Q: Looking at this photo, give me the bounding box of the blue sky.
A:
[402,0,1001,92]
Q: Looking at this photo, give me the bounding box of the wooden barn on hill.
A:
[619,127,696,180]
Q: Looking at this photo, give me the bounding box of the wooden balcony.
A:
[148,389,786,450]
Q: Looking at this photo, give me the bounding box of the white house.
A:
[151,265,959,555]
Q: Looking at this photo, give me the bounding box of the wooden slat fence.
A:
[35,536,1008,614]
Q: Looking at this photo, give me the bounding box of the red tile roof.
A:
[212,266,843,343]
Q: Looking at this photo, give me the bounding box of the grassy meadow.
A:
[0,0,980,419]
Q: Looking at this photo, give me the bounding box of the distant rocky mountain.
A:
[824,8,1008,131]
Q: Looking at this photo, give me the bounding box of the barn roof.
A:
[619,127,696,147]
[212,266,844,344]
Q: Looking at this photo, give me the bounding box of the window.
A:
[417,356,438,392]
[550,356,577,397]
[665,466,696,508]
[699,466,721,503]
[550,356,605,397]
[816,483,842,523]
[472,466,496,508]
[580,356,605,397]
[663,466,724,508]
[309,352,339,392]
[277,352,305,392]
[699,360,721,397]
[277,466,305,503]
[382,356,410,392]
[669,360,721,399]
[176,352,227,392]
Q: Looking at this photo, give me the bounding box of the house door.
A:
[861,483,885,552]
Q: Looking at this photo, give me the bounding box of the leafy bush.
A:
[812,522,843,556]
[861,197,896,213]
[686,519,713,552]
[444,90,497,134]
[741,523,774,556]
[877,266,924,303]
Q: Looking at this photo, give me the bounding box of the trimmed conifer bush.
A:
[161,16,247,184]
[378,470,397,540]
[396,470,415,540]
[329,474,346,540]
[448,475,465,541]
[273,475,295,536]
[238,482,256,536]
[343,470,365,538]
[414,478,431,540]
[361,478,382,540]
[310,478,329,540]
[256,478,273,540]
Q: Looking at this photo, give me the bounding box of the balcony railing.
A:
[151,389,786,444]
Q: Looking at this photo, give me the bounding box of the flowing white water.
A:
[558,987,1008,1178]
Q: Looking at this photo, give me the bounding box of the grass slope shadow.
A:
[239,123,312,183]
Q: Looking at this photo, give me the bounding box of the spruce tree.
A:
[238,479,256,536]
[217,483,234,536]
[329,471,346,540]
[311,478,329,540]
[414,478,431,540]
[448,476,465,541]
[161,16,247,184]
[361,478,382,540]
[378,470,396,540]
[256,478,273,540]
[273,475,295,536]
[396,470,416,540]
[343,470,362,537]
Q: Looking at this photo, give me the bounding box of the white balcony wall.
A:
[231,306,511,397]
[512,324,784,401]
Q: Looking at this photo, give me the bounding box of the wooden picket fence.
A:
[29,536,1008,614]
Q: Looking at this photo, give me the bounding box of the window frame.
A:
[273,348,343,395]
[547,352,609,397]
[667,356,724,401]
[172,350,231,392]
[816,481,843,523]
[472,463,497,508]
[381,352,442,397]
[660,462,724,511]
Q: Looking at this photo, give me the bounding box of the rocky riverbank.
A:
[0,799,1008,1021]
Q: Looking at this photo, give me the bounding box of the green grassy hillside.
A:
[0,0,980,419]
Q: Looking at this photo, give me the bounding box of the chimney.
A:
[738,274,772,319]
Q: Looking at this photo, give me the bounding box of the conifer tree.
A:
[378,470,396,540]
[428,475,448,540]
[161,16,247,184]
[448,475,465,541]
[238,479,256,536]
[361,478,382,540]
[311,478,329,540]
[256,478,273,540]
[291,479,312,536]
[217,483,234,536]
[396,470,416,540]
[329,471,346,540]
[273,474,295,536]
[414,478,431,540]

--------------------

> INSTRUCTIONS FOR THE TASK: Copy out every one of the entries above verbatim, from the first line to the last, without changing anything.

> EXERCISE SOLUTION:
Q: Looking at this photo, give me the bounding box of the blue sky.
A:
[402,0,1001,92]
Q: Looking at this photo, give me the bounding box of the wooden barn on hill.
A:
[619,127,696,180]
Q: Looking at this photo, give me the bounding box of the wooden balcony.
A:
[148,389,786,450]
Q: Looking at this photo, give me the bounding box of the white house.
A:
[151,265,959,555]
Q: Looking at this photo, give me the bounding box of the wooden slat fence.
A:
[35,536,1008,614]
Q: Looking at this photo, give me the bounding box of the red tile roof.
A:
[212,266,843,343]
Q: Looking at this photo, give me the bounding box of the grassy meadow.
A:
[0,0,980,419]
Q: Looking at this photo, give me the bounding box of the distant rocky mountain.
A:
[824,8,1008,131]
Q: Looking at this photo, give me the bounding box of the barn roof.
A:
[619,127,696,147]
[212,266,844,344]
Q: Looking at this photo, give me the bounding box of the window.
A:
[417,356,438,392]
[550,356,577,397]
[665,466,696,508]
[699,466,721,503]
[550,356,605,397]
[816,483,842,523]
[472,466,496,508]
[580,356,605,397]
[663,466,724,508]
[309,352,339,392]
[277,352,305,392]
[699,360,721,397]
[277,466,305,503]
[382,356,410,392]
[669,360,721,399]
[176,352,227,392]
Q: Looking at this photo, give me the bounding box of the house door.
A:
[861,483,885,552]
Q: Looking at this photo, give me the bounding box of the leafy bush.
A:
[812,522,843,556]
[861,197,896,213]
[686,519,713,552]
[444,90,497,134]
[741,523,774,556]
[877,266,924,303]
Q: Looking at this photo, give me the bounding box of the trimmed conifer bush.
A:
[161,16,247,184]
[378,470,397,540]
[396,470,415,540]
[329,474,346,540]
[448,475,465,541]
[273,475,295,536]
[238,482,256,536]
[343,470,365,538]
[414,478,431,540]
[361,478,382,540]
[310,478,329,540]
[256,478,273,540]
Q: Looking at this photo, give me the bounding box of the balcony railing.
A:
[151,389,786,444]
Q: Looking at this photo, give me the bounding box of the flowing white water.
A:
[558,987,1008,1178]
Q: Looking at this photo, give me the bounding box of the grass slope shadow.
A:
[239,123,312,183]
Q: Looking at this photo, give me the bounding box of the spruce tree.
A:
[238,479,256,536]
[217,483,234,536]
[329,471,346,540]
[311,478,329,540]
[414,478,431,540]
[448,476,465,541]
[161,16,247,184]
[361,478,382,540]
[378,470,396,540]
[256,478,273,540]
[273,475,295,536]
[396,470,416,540]
[343,470,362,537]
Q: Looking at this photo, give me the bounding box of the white balcony wall.
A:
[231,306,511,397]
[512,324,784,401]
Q: Looking at this photo, give me the bounding box of the wooden picket fence.
A:
[29,536,1008,614]
Q: Looking at this photo, give me the bounding box of the window frame.
A:
[273,348,343,395]
[547,352,609,397]
[667,356,724,401]
[172,350,231,392]
[816,481,843,523]
[472,463,497,508]
[381,352,442,397]
[660,462,724,511]
Q: Looking at this photo, give me the bounding box of the rocky riverbank.
A:
[0,799,1008,1021]
Q: Looking at this photo, give me the bounding box of the green grassy hillside.
A:
[0,0,980,419]
Q: Looking at this photo, give me the bounding box of the chimney.
A:
[738,274,772,319]
Q: Looking at this photo, give me the bounding box of the conifer tree.
A:
[378,470,396,540]
[428,475,448,540]
[161,16,247,184]
[448,475,465,541]
[238,479,256,536]
[361,478,382,540]
[311,478,329,540]
[256,478,273,540]
[291,479,312,536]
[217,483,234,536]
[396,470,416,540]
[329,471,346,540]
[273,474,295,536]
[414,478,431,540]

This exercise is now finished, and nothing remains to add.